# Materials provided start
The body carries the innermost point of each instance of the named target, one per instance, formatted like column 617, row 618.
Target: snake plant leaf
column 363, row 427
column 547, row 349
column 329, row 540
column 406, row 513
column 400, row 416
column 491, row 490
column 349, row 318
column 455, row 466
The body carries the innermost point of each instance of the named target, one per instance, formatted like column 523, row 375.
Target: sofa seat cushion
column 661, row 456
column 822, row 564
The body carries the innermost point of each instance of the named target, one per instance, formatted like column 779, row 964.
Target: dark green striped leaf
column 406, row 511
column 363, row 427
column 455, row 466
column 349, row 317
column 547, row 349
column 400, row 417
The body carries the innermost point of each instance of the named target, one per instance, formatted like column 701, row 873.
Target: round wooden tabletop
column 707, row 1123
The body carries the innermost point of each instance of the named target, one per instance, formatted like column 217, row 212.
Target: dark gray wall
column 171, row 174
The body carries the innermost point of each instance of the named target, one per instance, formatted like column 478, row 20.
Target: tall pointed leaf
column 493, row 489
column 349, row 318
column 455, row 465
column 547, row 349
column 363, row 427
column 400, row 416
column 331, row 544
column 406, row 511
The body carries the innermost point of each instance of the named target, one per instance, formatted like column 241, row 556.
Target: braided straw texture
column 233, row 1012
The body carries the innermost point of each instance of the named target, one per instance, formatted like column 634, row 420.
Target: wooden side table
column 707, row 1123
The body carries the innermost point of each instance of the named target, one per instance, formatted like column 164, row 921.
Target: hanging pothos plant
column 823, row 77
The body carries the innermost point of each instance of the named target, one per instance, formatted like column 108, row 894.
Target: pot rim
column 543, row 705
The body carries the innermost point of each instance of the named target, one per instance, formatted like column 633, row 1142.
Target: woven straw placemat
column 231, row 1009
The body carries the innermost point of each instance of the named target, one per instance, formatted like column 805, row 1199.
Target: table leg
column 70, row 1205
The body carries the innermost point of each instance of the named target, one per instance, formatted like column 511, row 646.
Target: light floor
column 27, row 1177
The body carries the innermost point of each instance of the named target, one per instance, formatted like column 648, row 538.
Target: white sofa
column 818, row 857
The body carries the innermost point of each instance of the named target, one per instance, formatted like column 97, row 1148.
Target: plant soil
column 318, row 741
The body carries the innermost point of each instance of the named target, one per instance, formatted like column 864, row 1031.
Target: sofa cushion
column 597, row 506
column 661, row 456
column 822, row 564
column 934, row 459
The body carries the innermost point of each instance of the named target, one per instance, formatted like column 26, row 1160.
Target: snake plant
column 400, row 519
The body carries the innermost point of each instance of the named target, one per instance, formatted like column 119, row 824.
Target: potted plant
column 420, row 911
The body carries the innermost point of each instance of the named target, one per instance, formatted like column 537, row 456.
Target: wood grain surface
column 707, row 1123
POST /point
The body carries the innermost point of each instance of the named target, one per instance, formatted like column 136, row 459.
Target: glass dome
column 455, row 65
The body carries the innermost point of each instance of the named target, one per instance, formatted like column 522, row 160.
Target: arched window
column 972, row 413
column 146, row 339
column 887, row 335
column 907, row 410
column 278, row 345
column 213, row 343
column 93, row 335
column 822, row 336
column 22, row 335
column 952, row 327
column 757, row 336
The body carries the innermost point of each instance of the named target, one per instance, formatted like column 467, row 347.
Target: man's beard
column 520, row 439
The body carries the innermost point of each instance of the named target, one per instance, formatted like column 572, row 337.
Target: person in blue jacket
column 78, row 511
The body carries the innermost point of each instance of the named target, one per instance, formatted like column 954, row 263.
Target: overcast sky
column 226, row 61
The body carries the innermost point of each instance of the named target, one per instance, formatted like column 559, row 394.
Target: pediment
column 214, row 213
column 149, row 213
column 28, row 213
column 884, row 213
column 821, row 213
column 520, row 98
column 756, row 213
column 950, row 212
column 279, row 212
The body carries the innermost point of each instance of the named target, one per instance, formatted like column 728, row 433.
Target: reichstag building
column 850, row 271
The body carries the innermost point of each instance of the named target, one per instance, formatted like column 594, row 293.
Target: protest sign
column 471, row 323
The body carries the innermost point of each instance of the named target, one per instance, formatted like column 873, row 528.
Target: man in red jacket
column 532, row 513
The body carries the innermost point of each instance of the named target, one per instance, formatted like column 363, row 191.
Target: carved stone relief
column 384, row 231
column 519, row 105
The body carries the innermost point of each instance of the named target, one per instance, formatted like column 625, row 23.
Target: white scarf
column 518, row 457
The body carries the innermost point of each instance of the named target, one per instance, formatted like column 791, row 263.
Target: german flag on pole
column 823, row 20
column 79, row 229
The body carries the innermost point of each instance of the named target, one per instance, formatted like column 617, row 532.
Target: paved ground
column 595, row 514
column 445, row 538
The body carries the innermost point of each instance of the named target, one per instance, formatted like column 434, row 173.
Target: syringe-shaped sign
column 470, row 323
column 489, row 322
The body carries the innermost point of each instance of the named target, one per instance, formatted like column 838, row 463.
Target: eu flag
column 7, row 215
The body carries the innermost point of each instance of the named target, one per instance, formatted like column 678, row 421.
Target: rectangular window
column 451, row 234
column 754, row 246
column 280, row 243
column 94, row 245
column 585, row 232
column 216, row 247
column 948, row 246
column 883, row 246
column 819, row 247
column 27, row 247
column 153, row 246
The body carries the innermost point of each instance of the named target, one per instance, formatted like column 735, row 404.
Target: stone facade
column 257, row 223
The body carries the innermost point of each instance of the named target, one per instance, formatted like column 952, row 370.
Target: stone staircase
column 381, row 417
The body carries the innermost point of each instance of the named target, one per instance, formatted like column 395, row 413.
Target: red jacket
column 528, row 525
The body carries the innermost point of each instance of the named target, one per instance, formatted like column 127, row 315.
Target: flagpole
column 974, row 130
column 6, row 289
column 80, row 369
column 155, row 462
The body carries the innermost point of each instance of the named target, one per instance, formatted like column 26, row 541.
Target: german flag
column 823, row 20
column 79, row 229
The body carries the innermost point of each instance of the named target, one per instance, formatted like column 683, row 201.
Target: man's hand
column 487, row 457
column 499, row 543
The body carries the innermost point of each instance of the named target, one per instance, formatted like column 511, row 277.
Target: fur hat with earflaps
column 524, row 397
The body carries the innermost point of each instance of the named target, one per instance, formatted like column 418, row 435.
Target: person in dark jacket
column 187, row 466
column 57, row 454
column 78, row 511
# Materials provided end
Repeat the data above word for word, from its first line up to and including the line with "column 171, row 174".

Response to this task:
The body carries the innermost point of each instance of the named target, one per instance, formatted like column 617, row 618.
Target: snake plant leaf
column 363, row 427
column 547, row 349
column 329, row 540
column 406, row 513
column 400, row 416
column 491, row 490
column 349, row 318
column 455, row 466
The body carries the innermost point of each instance of the named target, one per instance, formatted like column 523, row 375.
Target: sofa seat cushion
column 661, row 456
column 822, row 564
The body carries the innermost point of each instance of the named target, one per instance, formatted like column 779, row 964.
Target: dark green striped leaf
column 406, row 511
column 363, row 427
column 455, row 466
column 349, row 317
column 547, row 349
column 400, row 417
The body carries the innermost point of each instance of the named target, one per instance, formatted like column 701, row 873.
Target: round wooden tabletop
column 707, row 1123
The body carries the innermost point of each instance of the named target, one per instance, formatted like column 217, row 212.
Target: dark gray wall
column 171, row 174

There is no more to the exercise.